■ Assignment: Filter these entries down to the lines that hold the word "bush", and show each of them.
▼▼▼
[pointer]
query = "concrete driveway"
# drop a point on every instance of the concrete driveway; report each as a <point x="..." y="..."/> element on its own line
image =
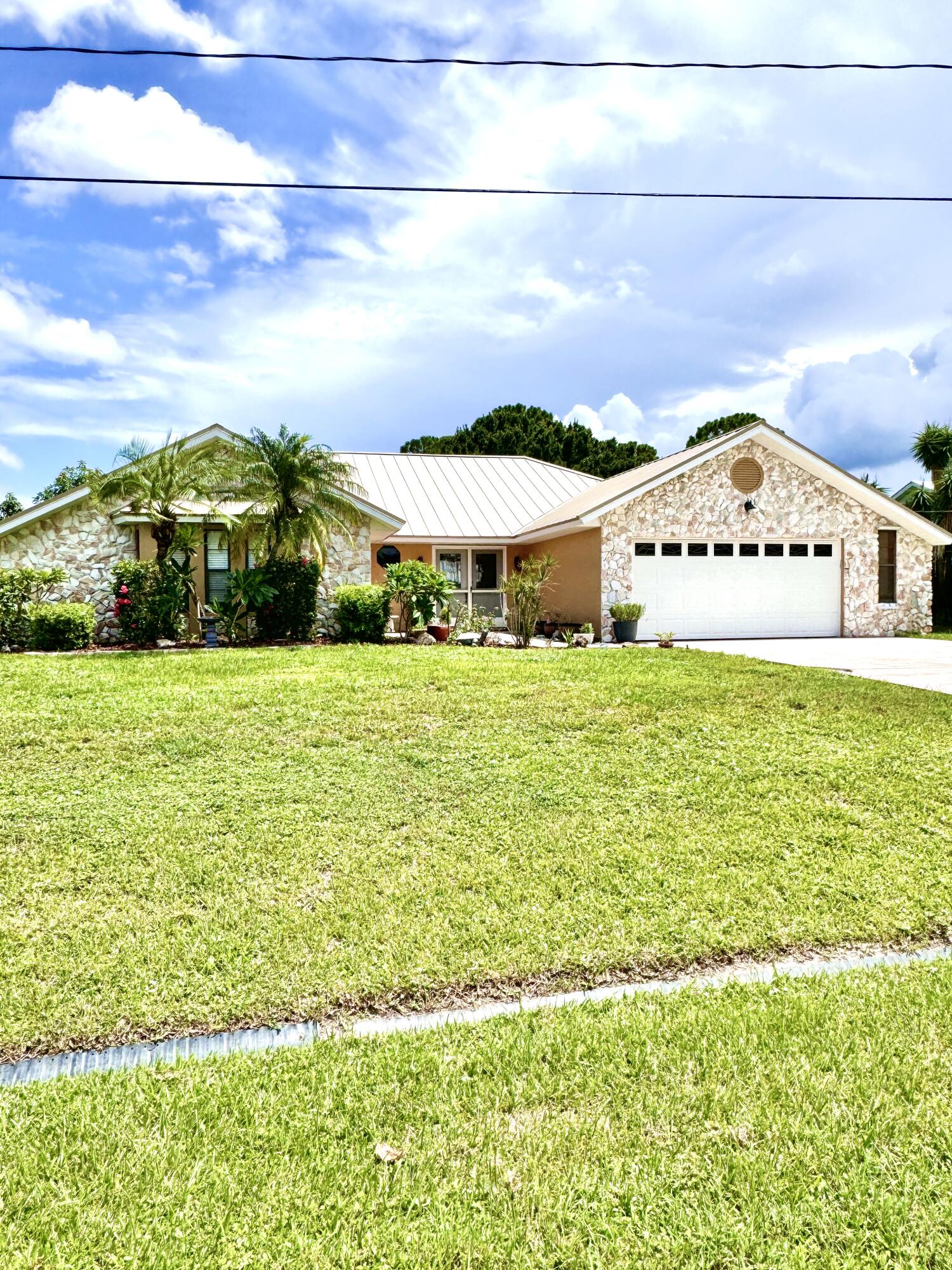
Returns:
<point x="920" y="664"/>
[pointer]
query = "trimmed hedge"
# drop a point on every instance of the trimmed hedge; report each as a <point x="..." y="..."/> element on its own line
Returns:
<point x="294" y="610"/>
<point x="152" y="601"/>
<point x="62" y="628"/>
<point x="364" y="614"/>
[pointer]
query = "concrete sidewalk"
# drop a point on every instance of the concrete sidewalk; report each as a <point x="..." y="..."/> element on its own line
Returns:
<point x="920" y="664"/>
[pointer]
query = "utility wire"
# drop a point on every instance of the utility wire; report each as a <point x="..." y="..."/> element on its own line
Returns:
<point x="473" y="190"/>
<point x="478" y="62"/>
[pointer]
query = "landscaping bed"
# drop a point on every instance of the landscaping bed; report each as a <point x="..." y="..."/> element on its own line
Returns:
<point x="301" y="832"/>
<point x="804" y="1125"/>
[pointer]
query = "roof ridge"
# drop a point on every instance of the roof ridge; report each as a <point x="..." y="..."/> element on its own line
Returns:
<point x="530" y="459"/>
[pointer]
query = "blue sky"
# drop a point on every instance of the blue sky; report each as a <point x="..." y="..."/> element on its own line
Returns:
<point x="370" y="319"/>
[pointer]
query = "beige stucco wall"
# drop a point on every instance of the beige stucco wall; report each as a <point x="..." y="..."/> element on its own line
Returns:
<point x="793" y="504"/>
<point x="408" y="552"/>
<point x="83" y="542"/>
<point x="576" y="591"/>
<point x="348" y="561"/>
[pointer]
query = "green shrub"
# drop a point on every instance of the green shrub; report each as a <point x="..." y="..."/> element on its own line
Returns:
<point x="62" y="628"/>
<point x="20" y="589"/>
<point x="364" y="614"/>
<point x="525" y="592"/>
<point x="628" y="613"/>
<point x="293" y="612"/>
<point x="152" y="600"/>
<point x="421" y="592"/>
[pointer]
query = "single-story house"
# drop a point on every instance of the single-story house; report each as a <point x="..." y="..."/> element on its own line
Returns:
<point x="747" y="535"/>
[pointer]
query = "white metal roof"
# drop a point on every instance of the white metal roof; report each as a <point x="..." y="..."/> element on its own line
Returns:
<point x="463" y="497"/>
<point x="591" y="505"/>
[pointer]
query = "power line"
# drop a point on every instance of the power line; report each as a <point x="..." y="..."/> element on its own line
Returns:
<point x="474" y="190"/>
<point x="477" y="62"/>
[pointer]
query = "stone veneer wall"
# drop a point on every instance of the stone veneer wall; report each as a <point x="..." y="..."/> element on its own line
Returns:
<point x="704" y="504"/>
<point x="348" y="562"/>
<point x="79" y="539"/>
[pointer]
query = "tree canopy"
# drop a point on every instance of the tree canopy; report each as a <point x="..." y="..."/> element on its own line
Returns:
<point x="299" y="492"/>
<point x="531" y="431"/>
<point x="10" y="506"/>
<point x="720" y="427"/>
<point x="70" y="478"/>
<point x="155" y="482"/>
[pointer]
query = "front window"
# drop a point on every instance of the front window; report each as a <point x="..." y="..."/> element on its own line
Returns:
<point x="218" y="565"/>
<point x="888" y="567"/>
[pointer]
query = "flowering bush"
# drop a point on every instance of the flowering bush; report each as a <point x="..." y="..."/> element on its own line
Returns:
<point x="152" y="601"/>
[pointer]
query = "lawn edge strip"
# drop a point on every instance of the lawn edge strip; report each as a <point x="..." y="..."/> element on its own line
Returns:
<point x="247" y="1041"/>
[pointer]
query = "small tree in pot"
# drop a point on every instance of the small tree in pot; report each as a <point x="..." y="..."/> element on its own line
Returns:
<point x="625" y="622"/>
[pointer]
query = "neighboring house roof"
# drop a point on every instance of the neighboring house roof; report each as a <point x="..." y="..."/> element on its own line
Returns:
<point x="191" y="512"/>
<point x="463" y="497"/>
<point x="50" y="506"/>
<point x="588" y="507"/>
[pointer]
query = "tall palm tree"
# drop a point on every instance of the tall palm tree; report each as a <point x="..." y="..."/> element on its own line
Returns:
<point x="299" y="493"/>
<point x="157" y="482"/>
<point x="932" y="448"/>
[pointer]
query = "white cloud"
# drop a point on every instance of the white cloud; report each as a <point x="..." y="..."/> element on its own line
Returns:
<point x="197" y="262"/>
<point x="865" y="411"/>
<point x="110" y="133"/>
<point x="8" y="459"/>
<point x="29" y="331"/>
<point x="793" y="267"/>
<point x="164" y="20"/>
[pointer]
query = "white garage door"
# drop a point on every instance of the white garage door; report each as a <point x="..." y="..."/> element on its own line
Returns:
<point x="743" y="589"/>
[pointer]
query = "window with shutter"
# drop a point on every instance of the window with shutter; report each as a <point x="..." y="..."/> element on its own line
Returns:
<point x="888" y="567"/>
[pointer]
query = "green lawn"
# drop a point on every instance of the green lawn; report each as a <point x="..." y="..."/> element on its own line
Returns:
<point x="802" y="1127"/>
<point x="192" y="840"/>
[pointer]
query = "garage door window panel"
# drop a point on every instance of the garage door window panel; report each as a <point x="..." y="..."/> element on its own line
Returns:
<point x="724" y="592"/>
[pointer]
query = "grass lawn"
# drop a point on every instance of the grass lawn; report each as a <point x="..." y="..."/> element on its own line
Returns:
<point x="802" y="1127"/>
<point x="187" y="841"/>
<point x="941" y="633"/>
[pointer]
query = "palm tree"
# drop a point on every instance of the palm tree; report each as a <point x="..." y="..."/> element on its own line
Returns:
<point x="157" y="482"/>
<point x="932" y="448"/>
<point x="299" y="493"/>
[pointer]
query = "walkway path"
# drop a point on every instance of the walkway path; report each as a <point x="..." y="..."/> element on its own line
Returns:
<point x="294" y="1036"/>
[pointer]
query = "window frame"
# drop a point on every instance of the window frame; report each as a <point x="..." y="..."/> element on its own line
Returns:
<point x="215" y="529"/>
<point x="888" y="570"/>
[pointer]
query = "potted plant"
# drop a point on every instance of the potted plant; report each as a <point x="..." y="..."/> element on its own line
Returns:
<point x="440" y="631"/>
<point x="625" y="622"/>
<point x="583" y="637"/>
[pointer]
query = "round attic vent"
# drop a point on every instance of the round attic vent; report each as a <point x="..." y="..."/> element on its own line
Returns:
<point x="747" y="476"/>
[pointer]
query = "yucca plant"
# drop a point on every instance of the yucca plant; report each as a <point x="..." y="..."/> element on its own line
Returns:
<point x="299" y="495"/>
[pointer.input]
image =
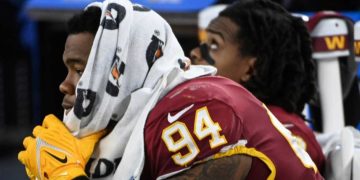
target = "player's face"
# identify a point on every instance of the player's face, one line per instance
(76, 53)
(223, 48)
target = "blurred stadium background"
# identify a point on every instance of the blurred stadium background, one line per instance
(32, 41)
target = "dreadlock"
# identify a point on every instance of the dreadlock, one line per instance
(86, 21)
(284, 70)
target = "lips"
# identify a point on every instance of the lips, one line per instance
(67, 106)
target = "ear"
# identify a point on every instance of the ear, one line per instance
(250, 69)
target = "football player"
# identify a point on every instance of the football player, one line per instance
(264, 48)
(163, 118)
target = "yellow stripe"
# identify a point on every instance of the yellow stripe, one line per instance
(282, 130)
(251, 152)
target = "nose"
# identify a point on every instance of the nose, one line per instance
(67, 87)
(195, 56)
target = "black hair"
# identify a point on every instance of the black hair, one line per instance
(284, 72)
(86, 21)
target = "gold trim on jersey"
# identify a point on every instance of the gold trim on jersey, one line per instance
(240, 149)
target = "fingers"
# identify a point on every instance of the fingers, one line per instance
(37, 130)
(22, 157)
(51, 121)
(95, 137)
(27, 141)
(29, 173)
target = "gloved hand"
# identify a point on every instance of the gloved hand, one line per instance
(56, 153)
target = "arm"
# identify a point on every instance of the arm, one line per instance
(54, 153)
(233, 167)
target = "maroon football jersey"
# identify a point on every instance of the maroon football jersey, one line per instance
(213, 117)
(298, 128)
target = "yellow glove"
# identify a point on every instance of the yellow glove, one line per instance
(56, 153)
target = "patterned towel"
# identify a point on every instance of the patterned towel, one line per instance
(134, 61)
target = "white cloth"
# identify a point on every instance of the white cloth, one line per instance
(342, 151)
(118, 87)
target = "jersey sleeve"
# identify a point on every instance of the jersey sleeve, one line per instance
(190, 134)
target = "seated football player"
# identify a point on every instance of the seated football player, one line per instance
(163, 117)
(264, 48)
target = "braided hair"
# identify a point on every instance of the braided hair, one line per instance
(86, 21)
(284, 72)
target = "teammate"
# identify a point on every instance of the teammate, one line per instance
(164, 118)
(264, 48)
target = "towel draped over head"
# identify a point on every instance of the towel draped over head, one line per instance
(135, 60)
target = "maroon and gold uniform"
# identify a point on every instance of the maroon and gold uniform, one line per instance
(213, 117)
(305, 135)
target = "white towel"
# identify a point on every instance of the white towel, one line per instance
(134, 61)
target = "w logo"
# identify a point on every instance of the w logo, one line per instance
(330, 43)
(335, 42)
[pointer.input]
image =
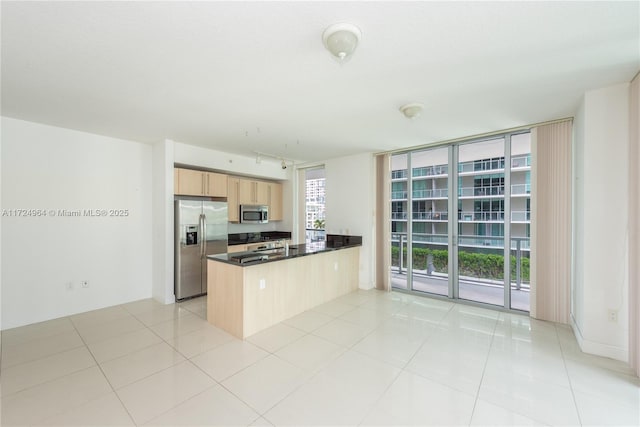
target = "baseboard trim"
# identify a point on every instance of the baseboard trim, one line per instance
(596, 348)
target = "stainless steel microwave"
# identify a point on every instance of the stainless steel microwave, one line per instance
(254, 214)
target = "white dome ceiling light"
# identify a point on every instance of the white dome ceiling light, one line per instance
(412, 110)
(341, 40)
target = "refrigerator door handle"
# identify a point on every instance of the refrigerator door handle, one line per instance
(201, 232)
(204, 236)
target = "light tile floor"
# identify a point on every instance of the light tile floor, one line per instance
(368, 358)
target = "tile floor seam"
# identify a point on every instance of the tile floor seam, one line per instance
(42, 357)
(103, 375)
(375, 403)
(484, 368)
(564, 362)
(426, 340)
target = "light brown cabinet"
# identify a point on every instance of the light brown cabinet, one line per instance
(189, 182)
(233, 200)
(253, 192)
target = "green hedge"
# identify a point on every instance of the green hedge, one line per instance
(487, 266)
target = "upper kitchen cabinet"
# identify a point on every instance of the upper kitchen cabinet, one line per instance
(189, 182)
(252, 192)
(233, 201)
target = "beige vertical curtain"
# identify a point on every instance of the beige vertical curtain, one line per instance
(383, 222)
(551, 221)
(634, 225)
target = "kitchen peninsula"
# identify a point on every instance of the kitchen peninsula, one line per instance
(251, 291)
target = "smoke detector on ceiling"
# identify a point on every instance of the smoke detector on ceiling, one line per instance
(412, 110)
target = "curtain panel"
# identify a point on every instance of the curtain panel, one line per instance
(383, 222)
(634, 225)
(551, 221)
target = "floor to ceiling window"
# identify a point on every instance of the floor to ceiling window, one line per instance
(314, 205)
(463, 256)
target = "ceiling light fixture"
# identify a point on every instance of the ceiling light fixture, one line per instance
(412, 110)
(341, 40)
(284, 162)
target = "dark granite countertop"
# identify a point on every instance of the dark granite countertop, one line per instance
(247, 259)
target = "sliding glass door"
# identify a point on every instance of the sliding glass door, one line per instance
(481, 198)
(453, 208)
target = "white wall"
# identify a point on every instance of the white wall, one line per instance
(162, 222)
(350, 189)
(45, 167)
(229, 163)
(601, 222)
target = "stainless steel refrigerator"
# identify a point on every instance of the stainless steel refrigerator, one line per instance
(200, 230)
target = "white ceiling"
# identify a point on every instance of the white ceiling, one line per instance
(245, 76)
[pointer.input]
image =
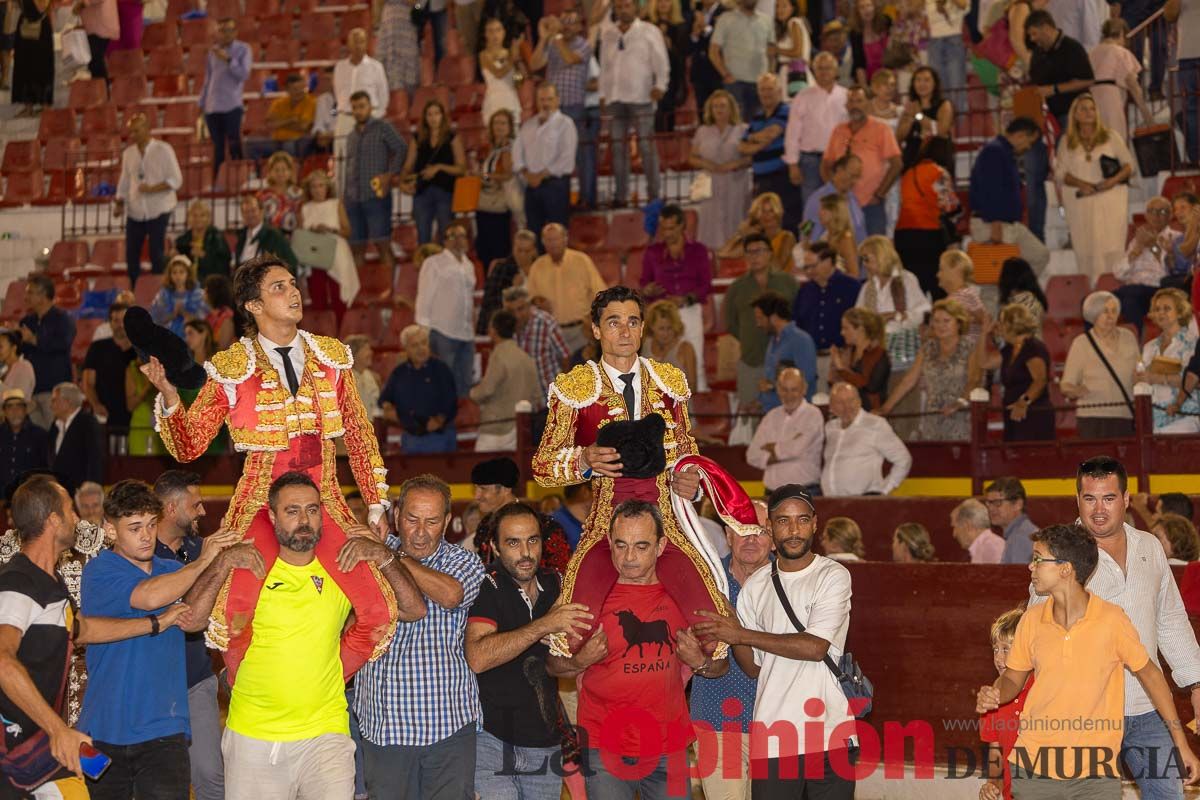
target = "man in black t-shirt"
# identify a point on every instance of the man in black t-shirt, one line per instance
(1061, 71)
(37, 626)
(519, 749)
(103, 372)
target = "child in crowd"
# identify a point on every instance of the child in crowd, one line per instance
(997, 728)
(1078, 647)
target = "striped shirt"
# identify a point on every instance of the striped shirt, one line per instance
(771, 158)
(421, 691)
(1147, 594)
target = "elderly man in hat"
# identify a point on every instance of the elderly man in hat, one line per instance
(22, 443)
(496, 481)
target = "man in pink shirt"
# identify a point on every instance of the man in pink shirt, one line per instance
(811, 119)
(875, 144)
(972, 531)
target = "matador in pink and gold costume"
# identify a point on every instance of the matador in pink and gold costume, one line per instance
(285, 428)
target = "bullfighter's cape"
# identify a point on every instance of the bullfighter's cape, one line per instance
(580, 403)
(282, 433)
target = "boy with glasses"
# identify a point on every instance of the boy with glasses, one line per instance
(1075, 645)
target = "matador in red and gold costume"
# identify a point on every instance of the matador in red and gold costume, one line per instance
(585, 401)
(286, 396)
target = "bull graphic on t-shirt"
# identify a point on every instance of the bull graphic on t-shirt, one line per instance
(639, 633)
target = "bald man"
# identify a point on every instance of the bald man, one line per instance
(145, 194)
(857, 444)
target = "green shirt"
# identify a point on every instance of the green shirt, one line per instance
(739, 313)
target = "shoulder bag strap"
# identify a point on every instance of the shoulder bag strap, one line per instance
(796, 621)
(1111, 371)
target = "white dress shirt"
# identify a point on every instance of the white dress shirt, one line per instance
(633, 64)
(250, 250)
(619, 385)
(445, 293)
(60, 429)
(365, 76)
(1147, 594)
(797, 438)
(855, 457)
(157, 164)
(295, 355)
(546, 145)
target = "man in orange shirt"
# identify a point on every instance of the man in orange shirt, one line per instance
(1078, 647)
(875, 144)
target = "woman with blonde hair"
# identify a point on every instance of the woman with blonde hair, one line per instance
(833, 214)
(955, 276)
(766, 217)
(894, 294)
(714, 149)
(664, 338)
(911, 543)
(323, 212)
(1163, 360)
(180, 298)
(1099, 371)
(863, 362)
(1024, 364)
(843, 540)
(1095, 164)
(943, 370)
(281, 197)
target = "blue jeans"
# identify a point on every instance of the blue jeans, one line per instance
(587, 127)
(1189, 84)
(639, 116)
(505, 771)
(444, 440)
(604, 786)
(225, 130)
(875, 216)
(747, 94)
(1146, 747)
(948, 55)
(137, 232)
(459, 355)
(430, 205)
(1037, 168)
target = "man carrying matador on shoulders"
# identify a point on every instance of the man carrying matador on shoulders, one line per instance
(623, 425)
(286, 396)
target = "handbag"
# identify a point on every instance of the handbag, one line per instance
(855, 685)
(1113, 372)
(466, 193)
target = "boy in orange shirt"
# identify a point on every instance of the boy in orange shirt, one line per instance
(1077, 645)
(1000, 727)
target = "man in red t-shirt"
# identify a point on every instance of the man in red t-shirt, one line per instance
(633, 672)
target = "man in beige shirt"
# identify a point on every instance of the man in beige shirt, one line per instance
(511, 377)
(568, 281)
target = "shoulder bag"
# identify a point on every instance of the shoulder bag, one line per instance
(1111, 371)
(855, 685)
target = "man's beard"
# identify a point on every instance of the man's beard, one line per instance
(301, 540)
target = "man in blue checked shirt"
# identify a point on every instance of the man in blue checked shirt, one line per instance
(418, 704)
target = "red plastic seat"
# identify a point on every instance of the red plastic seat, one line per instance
(126, 64)
(67, 254)
(22, 156)
(22, 188)
(1066, 294)
(57, 124)
(627, 230)
(586, 232)
(129, 90)
(87, 94)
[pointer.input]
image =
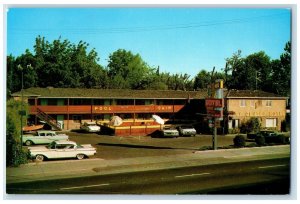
▲▲▲
■ Response area:
query = "flowering bush"
# drop a point on every instance of the flowering bush; report each as a <point x="..." y="..."/> element on its own line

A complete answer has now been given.